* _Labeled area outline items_

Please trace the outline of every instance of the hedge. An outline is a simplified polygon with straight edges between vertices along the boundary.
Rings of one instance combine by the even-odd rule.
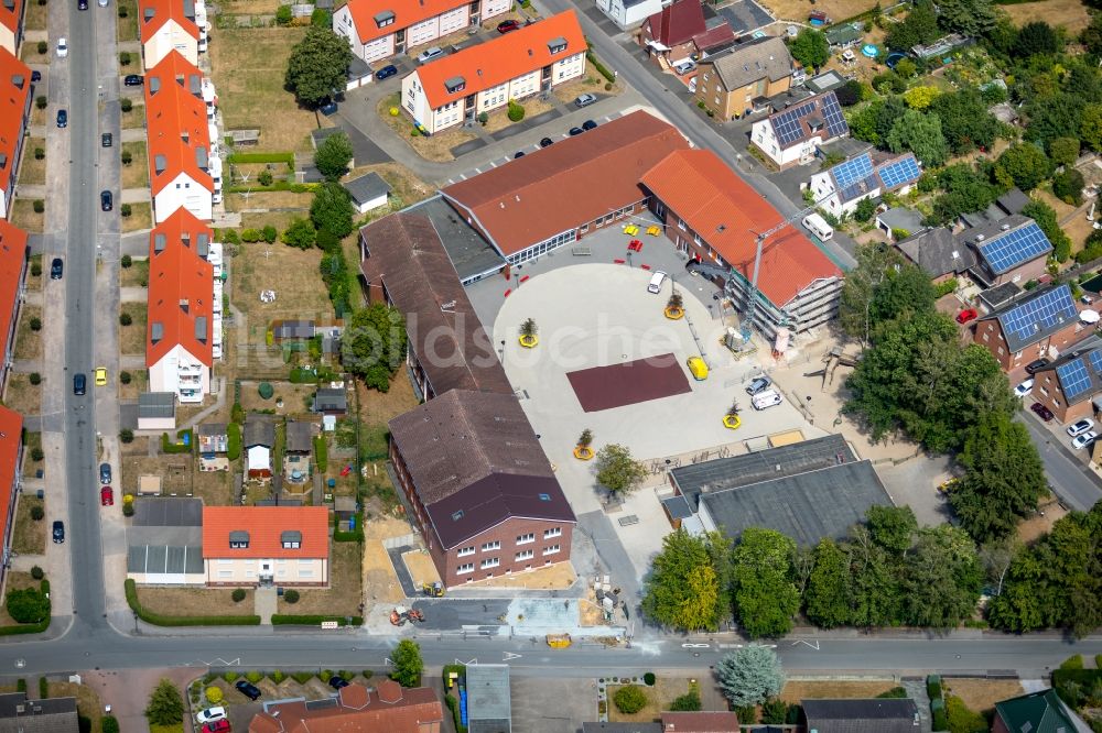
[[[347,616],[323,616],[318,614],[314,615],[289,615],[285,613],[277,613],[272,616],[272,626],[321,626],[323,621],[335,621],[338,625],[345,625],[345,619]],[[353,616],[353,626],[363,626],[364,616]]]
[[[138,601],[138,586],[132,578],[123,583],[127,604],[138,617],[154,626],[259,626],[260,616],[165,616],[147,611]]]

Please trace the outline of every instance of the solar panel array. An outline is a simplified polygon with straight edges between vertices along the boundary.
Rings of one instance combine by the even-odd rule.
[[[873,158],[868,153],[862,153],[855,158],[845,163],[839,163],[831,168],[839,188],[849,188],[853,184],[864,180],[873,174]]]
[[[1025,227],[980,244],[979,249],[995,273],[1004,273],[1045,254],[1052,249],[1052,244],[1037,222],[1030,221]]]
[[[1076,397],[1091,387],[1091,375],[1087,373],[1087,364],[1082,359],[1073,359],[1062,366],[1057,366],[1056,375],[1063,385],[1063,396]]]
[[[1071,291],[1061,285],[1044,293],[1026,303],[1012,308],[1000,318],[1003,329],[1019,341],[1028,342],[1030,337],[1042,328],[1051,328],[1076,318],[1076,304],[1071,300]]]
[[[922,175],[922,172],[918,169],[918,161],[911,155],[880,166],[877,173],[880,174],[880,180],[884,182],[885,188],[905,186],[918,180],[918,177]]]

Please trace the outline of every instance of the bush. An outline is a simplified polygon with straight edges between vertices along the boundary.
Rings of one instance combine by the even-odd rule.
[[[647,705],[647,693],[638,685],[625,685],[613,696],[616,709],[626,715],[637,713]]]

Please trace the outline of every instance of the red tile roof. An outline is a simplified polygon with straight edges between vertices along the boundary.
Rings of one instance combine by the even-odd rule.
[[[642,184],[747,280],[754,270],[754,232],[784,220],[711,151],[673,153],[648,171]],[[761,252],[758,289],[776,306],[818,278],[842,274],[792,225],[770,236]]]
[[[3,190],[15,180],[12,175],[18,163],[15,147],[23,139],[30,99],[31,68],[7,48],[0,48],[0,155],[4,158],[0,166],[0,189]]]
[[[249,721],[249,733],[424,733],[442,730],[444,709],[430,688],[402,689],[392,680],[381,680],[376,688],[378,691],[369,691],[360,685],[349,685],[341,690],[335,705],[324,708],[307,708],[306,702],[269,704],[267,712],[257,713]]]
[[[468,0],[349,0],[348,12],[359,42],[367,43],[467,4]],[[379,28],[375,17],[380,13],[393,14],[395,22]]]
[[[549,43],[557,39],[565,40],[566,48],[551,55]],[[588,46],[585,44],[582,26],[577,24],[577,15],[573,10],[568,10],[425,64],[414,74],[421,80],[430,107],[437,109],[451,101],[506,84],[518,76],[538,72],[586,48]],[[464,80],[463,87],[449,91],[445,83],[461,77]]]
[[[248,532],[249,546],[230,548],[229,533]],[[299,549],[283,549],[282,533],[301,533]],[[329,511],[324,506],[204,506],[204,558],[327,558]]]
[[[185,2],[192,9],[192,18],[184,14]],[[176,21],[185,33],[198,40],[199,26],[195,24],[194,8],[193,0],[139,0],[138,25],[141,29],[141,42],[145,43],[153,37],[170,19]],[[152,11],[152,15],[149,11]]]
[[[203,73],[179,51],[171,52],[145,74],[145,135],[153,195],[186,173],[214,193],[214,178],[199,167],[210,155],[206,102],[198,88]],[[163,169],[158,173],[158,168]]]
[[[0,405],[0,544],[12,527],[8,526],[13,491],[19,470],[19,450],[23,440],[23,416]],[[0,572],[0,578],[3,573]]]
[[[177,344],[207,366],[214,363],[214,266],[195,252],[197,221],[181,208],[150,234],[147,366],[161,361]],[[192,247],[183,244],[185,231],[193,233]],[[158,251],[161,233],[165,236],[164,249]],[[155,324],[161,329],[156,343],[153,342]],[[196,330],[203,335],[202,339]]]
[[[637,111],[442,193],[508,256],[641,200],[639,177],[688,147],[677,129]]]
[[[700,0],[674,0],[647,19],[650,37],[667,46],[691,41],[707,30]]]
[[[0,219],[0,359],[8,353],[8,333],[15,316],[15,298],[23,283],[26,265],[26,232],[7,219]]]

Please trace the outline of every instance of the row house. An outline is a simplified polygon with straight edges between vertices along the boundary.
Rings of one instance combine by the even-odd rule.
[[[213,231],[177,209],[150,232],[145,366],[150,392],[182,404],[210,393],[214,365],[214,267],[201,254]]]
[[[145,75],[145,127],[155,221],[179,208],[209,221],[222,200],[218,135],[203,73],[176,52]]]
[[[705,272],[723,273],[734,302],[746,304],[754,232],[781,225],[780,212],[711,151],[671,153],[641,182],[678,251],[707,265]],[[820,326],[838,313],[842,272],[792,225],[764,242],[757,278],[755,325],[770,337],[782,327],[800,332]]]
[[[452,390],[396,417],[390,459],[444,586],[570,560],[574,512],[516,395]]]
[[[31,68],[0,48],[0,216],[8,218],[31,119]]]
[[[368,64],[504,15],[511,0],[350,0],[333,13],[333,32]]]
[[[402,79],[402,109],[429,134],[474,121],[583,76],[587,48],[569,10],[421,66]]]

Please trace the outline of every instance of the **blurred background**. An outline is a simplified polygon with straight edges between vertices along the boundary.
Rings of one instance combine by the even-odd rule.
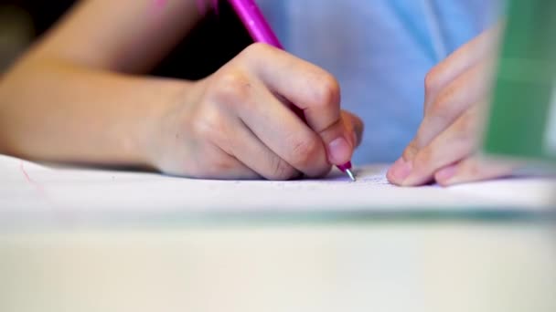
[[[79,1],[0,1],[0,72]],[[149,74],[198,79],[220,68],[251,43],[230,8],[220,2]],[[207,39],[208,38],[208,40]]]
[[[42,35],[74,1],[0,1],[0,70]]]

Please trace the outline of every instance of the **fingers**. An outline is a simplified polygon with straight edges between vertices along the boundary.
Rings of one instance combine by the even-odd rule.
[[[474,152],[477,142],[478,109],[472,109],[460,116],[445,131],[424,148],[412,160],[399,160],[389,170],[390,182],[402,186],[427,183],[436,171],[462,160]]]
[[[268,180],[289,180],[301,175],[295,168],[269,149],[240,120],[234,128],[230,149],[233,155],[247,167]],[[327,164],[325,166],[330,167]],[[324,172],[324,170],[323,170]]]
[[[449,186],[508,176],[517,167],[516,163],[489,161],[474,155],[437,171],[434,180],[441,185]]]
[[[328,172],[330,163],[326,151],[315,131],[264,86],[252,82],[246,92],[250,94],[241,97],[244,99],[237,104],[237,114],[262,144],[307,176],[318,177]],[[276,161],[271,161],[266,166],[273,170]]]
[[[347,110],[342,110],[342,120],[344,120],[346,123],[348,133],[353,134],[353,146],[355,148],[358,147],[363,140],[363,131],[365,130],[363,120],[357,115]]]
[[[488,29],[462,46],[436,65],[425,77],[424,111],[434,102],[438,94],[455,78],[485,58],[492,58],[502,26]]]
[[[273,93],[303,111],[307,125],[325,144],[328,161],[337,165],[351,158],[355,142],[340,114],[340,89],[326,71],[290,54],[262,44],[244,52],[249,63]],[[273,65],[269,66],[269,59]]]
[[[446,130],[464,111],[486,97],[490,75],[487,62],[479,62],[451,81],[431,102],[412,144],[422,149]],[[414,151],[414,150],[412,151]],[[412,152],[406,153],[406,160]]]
* * *
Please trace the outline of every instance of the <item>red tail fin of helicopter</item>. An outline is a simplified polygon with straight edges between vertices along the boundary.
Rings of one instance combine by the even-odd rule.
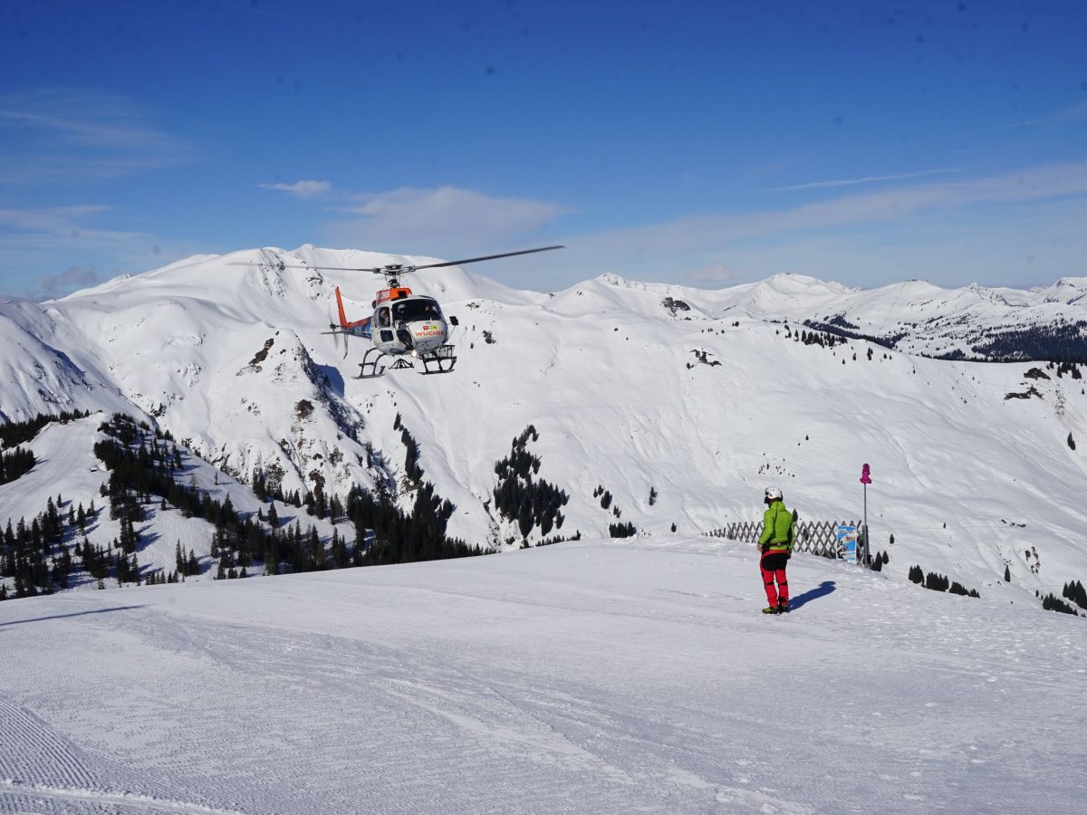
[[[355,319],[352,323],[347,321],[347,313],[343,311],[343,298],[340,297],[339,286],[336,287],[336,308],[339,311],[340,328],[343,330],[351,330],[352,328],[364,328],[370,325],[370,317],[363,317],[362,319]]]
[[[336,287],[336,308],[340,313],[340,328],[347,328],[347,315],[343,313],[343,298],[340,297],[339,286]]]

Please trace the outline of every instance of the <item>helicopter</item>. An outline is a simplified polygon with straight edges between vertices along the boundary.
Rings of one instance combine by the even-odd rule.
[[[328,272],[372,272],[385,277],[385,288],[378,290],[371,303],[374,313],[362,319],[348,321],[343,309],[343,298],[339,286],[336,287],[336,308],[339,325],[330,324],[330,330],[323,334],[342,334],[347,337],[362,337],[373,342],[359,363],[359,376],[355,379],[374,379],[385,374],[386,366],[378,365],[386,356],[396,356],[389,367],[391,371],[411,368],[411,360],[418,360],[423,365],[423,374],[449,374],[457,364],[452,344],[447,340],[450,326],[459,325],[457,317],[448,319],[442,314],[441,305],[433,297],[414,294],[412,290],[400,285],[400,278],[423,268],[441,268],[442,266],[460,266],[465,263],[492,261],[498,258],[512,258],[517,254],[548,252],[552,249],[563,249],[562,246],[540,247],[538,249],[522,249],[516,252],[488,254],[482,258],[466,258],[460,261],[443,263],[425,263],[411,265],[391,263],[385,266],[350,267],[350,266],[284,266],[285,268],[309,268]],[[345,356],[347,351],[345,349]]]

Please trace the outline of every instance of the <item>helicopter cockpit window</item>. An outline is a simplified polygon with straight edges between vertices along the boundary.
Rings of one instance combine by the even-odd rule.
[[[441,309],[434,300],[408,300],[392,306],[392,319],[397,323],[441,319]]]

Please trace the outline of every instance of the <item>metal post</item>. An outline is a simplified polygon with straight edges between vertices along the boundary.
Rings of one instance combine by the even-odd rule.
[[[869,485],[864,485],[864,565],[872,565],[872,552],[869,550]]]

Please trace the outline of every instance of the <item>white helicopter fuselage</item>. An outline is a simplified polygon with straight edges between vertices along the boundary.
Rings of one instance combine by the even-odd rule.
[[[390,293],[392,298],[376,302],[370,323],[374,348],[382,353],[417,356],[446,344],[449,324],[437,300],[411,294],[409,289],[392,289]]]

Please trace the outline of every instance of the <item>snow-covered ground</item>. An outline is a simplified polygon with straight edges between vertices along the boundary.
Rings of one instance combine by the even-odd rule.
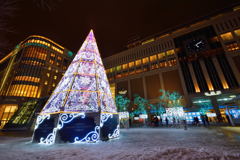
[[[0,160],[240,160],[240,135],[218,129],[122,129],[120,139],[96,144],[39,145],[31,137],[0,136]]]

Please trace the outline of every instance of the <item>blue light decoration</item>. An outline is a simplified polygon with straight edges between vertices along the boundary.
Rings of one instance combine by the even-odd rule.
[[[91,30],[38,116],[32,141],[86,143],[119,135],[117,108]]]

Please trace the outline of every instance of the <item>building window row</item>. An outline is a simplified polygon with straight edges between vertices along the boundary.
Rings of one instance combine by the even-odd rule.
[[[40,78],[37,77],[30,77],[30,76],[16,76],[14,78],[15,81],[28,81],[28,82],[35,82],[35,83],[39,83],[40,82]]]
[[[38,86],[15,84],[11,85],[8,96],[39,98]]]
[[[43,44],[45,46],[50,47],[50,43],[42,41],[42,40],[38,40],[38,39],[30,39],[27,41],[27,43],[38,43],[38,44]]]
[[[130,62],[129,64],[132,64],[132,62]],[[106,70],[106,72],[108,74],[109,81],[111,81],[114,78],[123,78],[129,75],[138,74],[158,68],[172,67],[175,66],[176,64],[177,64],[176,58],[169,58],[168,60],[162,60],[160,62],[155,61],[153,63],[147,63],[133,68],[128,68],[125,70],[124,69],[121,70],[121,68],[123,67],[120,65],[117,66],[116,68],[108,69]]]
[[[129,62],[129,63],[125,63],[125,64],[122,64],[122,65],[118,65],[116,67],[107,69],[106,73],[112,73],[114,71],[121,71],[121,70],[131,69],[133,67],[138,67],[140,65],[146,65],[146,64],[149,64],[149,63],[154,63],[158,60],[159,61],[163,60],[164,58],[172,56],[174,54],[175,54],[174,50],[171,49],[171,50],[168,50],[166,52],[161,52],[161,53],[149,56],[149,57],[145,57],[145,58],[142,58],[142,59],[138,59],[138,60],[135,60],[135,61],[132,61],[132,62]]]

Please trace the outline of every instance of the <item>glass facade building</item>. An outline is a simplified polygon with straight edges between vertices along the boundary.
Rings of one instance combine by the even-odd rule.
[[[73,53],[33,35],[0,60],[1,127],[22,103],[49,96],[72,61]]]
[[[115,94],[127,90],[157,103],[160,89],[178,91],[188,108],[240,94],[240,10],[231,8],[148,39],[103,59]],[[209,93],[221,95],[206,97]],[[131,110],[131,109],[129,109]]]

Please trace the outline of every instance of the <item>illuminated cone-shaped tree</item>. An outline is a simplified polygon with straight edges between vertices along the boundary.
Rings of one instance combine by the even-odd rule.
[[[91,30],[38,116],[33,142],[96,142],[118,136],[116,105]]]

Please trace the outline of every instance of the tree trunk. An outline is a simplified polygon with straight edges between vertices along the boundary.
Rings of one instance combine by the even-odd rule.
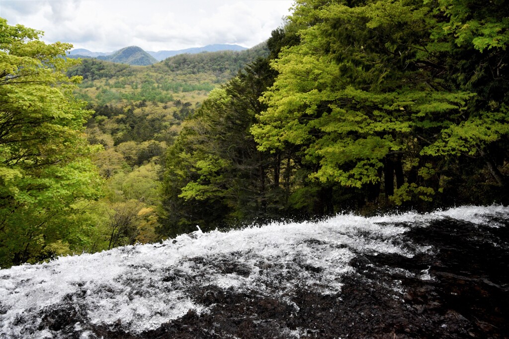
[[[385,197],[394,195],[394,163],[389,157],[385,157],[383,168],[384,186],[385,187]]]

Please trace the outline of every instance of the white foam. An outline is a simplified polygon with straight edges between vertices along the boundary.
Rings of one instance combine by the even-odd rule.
---
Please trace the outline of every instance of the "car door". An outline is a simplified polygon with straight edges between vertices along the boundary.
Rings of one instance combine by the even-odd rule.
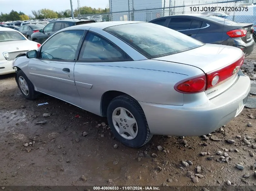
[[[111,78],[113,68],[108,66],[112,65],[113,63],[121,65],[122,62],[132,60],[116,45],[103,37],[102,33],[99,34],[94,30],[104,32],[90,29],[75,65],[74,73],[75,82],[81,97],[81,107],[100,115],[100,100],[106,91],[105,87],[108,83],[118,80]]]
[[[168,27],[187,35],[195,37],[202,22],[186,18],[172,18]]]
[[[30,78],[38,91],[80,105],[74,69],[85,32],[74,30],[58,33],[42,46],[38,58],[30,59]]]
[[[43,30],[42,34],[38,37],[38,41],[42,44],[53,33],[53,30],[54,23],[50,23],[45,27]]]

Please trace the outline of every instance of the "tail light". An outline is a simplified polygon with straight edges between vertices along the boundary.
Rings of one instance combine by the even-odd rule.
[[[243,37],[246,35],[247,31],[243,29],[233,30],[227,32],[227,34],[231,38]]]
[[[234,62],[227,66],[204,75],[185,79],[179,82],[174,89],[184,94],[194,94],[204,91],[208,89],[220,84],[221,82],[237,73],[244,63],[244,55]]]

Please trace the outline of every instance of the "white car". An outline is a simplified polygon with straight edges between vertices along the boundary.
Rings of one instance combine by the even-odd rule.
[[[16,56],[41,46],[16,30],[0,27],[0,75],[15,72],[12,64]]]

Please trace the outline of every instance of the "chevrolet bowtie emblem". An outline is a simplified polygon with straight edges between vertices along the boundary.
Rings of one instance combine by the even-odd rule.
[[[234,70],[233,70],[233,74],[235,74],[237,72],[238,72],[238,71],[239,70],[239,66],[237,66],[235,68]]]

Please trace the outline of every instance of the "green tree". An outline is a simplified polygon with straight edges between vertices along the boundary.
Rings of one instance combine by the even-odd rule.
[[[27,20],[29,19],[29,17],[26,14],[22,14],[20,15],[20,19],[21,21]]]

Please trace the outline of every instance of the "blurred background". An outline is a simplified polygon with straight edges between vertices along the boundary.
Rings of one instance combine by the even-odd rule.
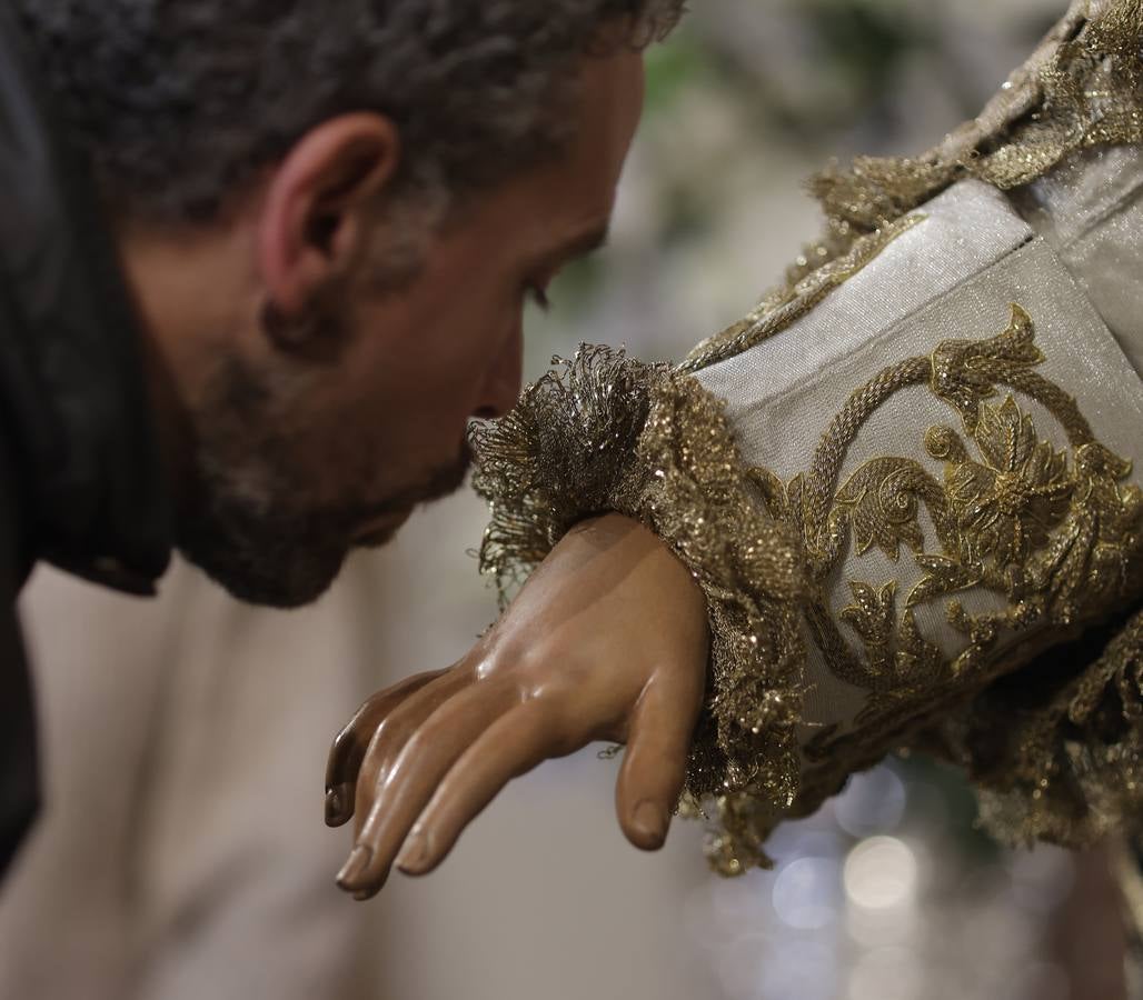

* _What you will do_
Please copy these lines without changes, beginning at the line that has "Please trace the outline of every instance of the <item>metal" and stopping after the line that has "[[[91,30],[38,116],[32,141],[86,143],[119,135],[117,108]]]". Leave the pictures out of your copy.

* _Reply_
Please trace the outline of every instance of the <item>metal post</item>. An outline is a simplified polygon with straight edges between vertices along the boundary.
Rings of one instance combine by the even-odd rule.
[[[869,485],[864,485],[864,565],[872,565],[872,552],[869,550]]]

Please trace the outline of every instance of the <item>white helicopter fuselage</item>. An outline is a simplified polygon with straight edges between vertices along the boundary.
Rings of one instance combine by the even-odd rule.
[[[390,293],[392,298],[376,302],[370,323],[374,348],[382,353],[417,356],[446,344],[449,324],[437,300],[411,294],[409,289],[392,289]]]

Please trace the outline of every instance of the <item>snow-covered ground</item>. An outline is a simplified polygon with straight edges between vertices along the boundary.
Rings of one instance combine by the even-odd rule.
[[[0,160],[240,160],[240,135],[218,129],[122,129],[120,139],[96,144],[39,145],[31,137],[0,136]]]

Please trace the outline of every instance of the <item>blue light decoration</item>. An outline is a simplified polygon with straight edges between vertices along the boundary.
Rings of one instance combine by the even-odd rule.
[[[91,30],[38,116],[32,141],[86,143],[119,135],[117,108]]]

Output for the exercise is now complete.